» **PROBLEM STATEMENT**
Could you retype every line of the data underneath without altering anything?

» **DATA SUPPLIED**

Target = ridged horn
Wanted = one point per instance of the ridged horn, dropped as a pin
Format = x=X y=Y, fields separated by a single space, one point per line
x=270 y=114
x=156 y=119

» **TASK RESULT**
Target = ridged horn
Wanted = one point per instance of the ridged horn, dropped as a pin
Format = x=X y=Y, fields separated by a single space, one point per line
x=270 y=114
x=156 y=119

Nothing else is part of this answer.